= Stated exercise =
Copy out all the rows below, swapping "suit trousers" for "dress pants" wherever it occurs and changing nothing else. Leave the pictures out.

= Exercise data =
>>>
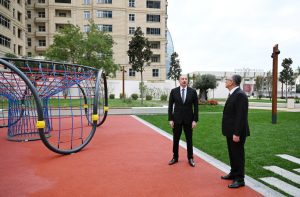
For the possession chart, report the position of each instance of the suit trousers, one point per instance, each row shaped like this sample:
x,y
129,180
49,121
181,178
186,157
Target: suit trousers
<<<
= Answer for the task =
For the possession chart, report the position of each instance of the dress pants, one point per instance, each row shaped like this sample:
x,y
129,180
49,121
181,178
186,157
Target: dress pants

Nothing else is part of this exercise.